*** TEXTE DU DOCUMENT ***
«Rechigne à s’adapter au marché»
Entretien avec Marie Lechner
«Libération», 3 octobre 2008

Bien que jouissant d’un début d’estime dans le milieu de l’art contemporain, la carrière de Martin Le Chevallier tarde à décoller dans un marché en pleine ébullition. Pour lui donner un coup d’accélérateur, l’artiste a demandé à un cabinet de consulting de le soumettre à un «audit de performance artistique». Cette interview fait partie du plan média suggéré par le consultant pour une meilleure visibilité.

L’audit fait souvent suite à une mauvaise gestion. Etait-ce le cas de l’entreprise Martin Le Chevallier?
En tant qu’ex-«jeune artiste prometteur», je me devais de réagir au tournant de la quarantaine. En gérant mieux mon activité, je me serais imposé face à la concurrence et je n’aurais pas eu recours au consulting.

Quels objectifs vous étiez-vous fixés?
Je m’attendais à ce que le cabinet me dise où aller et comment. Mais en fait, c’était à moi de définir mon niveau d’ambition. J’ai dû leur indiquer de manière factuelle, chiffrée, où je voulais arriver en termes de performance de diffusion, d’efficacité artistique et conceptuelle, de satisfaction des clients et de rentabilité financière. C’était très compliqué.

Dans un secteur atomisé et concurrentiel, quelles sont les forces que le rapport a permis d’identifier?
Il n’en a pas trouvé beaucoup... Une certaine sérénité, une galerie jouissant d’une bonne image, un travail de qualité qui questionne l’époque, les tensions socio-économiques...

Le diagnostic vous a-t-il permis de cerner vos faiblesses?
***
**CONSIGNES DE TRAVAIL**
Poursuivez l'entretien sur l'audit de performance artistique de Martin Le Chevallier à partir de l'endroit où il s'arrête. Les items ci-dessous proviennent d'une autre source que l'entretien.
*** MATÉRIEL FOURNI ***
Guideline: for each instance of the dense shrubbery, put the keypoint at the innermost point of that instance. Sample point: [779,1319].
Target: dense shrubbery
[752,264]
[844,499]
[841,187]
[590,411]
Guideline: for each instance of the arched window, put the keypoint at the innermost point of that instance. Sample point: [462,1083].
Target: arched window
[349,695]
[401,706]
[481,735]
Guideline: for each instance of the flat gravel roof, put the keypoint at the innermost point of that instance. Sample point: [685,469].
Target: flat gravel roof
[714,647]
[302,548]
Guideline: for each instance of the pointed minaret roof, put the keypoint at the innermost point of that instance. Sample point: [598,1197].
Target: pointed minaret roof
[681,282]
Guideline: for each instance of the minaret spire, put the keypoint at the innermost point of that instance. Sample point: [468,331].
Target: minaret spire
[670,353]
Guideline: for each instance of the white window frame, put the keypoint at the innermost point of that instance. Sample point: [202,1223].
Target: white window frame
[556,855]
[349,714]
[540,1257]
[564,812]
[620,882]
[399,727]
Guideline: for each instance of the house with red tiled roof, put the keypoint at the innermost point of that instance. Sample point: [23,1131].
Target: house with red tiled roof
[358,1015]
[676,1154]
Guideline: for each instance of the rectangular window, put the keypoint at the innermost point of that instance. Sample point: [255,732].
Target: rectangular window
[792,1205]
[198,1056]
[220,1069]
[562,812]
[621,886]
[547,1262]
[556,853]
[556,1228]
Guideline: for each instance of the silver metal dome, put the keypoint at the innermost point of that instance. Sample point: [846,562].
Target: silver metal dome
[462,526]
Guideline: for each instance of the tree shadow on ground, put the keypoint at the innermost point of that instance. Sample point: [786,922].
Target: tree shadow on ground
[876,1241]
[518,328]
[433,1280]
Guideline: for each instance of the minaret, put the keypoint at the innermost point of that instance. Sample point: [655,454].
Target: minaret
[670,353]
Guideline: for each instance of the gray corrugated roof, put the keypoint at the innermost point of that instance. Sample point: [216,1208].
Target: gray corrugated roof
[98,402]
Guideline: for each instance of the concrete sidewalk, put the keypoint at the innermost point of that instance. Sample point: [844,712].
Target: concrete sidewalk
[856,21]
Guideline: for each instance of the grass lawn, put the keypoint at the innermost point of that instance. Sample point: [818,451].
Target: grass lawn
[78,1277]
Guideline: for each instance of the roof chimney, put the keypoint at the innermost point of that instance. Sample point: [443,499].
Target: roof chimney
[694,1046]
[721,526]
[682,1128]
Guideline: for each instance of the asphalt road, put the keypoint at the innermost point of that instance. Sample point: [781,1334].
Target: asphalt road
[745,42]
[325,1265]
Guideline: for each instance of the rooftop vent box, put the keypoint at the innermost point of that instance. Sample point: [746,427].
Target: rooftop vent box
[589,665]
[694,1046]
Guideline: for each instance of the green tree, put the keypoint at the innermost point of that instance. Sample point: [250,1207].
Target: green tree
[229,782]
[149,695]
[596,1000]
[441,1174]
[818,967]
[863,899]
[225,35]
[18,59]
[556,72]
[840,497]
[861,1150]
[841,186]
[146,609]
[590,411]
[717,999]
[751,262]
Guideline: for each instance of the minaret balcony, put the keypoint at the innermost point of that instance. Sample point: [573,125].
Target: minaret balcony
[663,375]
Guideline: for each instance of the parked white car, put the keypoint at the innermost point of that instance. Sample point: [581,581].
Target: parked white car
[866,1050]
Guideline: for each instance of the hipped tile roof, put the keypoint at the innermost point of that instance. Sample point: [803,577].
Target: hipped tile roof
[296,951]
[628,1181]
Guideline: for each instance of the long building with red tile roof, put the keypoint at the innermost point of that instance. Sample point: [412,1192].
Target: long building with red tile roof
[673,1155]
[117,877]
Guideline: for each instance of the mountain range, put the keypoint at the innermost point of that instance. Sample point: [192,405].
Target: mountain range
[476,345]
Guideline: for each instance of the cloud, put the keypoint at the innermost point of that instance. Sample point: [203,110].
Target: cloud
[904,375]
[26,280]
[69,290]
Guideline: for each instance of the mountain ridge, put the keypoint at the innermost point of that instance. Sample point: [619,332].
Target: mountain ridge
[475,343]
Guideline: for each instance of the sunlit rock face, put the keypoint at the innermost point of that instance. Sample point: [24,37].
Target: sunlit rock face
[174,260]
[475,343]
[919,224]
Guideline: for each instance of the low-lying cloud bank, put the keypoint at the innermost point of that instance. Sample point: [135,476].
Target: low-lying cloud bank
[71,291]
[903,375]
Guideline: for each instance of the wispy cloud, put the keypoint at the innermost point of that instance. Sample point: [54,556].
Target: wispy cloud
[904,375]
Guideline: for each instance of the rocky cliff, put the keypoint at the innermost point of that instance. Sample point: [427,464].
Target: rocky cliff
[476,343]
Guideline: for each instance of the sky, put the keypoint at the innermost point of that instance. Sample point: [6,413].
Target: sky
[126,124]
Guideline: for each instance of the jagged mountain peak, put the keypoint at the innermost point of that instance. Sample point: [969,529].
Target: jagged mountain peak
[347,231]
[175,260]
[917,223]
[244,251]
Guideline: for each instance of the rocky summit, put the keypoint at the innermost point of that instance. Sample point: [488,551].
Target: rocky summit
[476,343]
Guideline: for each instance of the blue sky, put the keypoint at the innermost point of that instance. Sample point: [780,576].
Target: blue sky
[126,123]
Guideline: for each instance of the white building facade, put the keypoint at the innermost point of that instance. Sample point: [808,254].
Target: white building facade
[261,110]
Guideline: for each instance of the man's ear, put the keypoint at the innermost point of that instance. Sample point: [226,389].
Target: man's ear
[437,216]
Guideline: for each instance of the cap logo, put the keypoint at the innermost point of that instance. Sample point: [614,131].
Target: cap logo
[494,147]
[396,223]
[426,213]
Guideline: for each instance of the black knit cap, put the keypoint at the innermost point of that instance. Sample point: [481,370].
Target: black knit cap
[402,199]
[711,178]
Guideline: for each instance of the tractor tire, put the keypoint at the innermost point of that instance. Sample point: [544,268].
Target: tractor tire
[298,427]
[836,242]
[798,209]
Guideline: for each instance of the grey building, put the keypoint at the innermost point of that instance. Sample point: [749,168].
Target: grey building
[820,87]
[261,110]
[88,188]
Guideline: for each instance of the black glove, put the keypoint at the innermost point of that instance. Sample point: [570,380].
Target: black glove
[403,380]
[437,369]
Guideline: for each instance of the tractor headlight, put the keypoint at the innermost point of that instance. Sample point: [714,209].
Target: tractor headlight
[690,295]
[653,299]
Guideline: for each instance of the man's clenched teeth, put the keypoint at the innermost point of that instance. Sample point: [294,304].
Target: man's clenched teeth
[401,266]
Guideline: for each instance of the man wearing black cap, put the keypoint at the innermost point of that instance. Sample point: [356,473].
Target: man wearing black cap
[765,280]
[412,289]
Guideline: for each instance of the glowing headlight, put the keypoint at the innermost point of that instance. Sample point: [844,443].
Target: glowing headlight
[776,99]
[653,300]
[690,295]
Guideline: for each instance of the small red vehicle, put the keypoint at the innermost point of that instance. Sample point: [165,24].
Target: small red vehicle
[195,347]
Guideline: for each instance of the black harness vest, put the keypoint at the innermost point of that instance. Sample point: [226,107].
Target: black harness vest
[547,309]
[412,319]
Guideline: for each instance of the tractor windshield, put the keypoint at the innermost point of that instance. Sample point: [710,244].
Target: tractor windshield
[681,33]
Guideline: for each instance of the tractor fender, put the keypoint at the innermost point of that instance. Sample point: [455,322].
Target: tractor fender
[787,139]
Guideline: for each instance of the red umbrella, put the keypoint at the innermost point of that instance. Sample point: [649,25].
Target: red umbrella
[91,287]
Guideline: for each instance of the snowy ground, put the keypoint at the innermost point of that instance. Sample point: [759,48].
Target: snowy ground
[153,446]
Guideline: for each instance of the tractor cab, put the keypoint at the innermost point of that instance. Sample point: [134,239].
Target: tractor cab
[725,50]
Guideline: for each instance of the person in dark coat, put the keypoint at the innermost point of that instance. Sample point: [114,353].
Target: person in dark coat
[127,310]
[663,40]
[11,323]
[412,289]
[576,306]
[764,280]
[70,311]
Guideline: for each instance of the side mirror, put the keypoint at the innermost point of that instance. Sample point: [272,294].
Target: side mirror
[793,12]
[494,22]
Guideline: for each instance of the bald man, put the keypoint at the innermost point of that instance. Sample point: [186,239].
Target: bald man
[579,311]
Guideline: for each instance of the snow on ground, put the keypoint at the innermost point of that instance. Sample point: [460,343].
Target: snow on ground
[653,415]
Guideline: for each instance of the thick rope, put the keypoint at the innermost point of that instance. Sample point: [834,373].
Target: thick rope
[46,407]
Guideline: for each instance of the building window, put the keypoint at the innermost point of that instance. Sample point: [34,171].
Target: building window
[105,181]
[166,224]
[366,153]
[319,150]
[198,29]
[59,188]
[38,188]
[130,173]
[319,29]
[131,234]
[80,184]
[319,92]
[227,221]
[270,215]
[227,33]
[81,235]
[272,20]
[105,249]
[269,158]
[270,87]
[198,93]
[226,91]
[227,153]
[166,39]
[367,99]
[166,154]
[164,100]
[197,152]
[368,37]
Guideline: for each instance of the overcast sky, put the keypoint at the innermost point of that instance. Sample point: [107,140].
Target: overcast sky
***
**RÉPONSE RÉDIGÉE**
Je les présupposais, mais il les a précisées. Visibilité trop restreinte, pas assez productif (douze œuvres en dix ans), trop Français, trop masculin, plus assez jeune, rechigne à s’adapter au marché... Mes pièces sont surtout des vidéos, des sons ou des processus. Les œuvres immatérielles se collectionnent, mais ça reste marginal au sein du marché de l’art. Faire des choses faciles à collectionner, c’est faire des objets.

Le rapport vous suggère d’abandonner le multimédia au profit du néon. Votre peinture sur Nicolas Sarkozy, que vous avez fait exécuter par un peintre polonais, est-elle un premier pas en ce sens ?
Oui. Ça m’a paru porteur de faire un retable sarkozyste six mois après les élections. C’était un bon article de foire qui s’est facilement vendu.

L’évaluation a permis de dégager plusieurs stratégies de développement écartant d’emblée celle, «offensive», de conquête du marché. Pourquoi ?
Cette stratégie impliquait de réaliser une œuvre spectaculaire qui ferait date. C’est hors de portée pour moi. Je n’ai ni les moyens ni la notoriété pour faire un énorme coup à la biennale de Venise.

La seconde est la stratégie de diversification. Devenir tendance ?
Ce n’était pas possible. Je suis trop ringard.

L’une des stratégies prônée est celle du «repositionnement».
Ça consiste surtout à modifier mon image auprès de l’environnement curatorial. Ce n’est pas tant changer que donner l’impression qu’on a changé. C’est du repositionnement de marque. Envoyer les bons signaux. Etre soutenu par les bonnes personnes dans le réseau médiatique...

Le rapport vous conseille de changer éventuellement de look, voire de nom...
Après enquête, il semblerait plutôt que mon nom soit adapté à un développement marketing international. J’envisage aussi d’avoir une boîte postale à Dubaï. Ça peut aider.

Le business plan vous suggère de produire un hit...
C’est ce que tout le monde cherche à faire, un truc qui vous rend soudainement et durablement célèbre. Le Sarkozy aurait pu être un hit... mais on n’a pas dû bien gérer le buzz.

...et de créer des icônes...
C’est ce qui permet l’identification de la marque au produit. On dit : «C’est un article de la marque Warhol, Renoir, etc.»

Il vous invite à vous dégager de la tutelle étatique...
C’est dommage, parce que j’y suis assez attaché... On sent là l’idéologie libérale du consulting, l’idée que la création subventionnée est factice et que la vérité est du côté du marché. Cela dit, je vends de plus en plus, je suis dans une phase de croissance dynamique ! (Ça fait partie des recommandations : il faut que je dise que ça marche.)

Pensez-vous pouvoir devenir un artiste de premier plan en restant cohérent avec vos convictions artistiques?
J’y compte bien.

Ça vous a coûté cher, cet audit?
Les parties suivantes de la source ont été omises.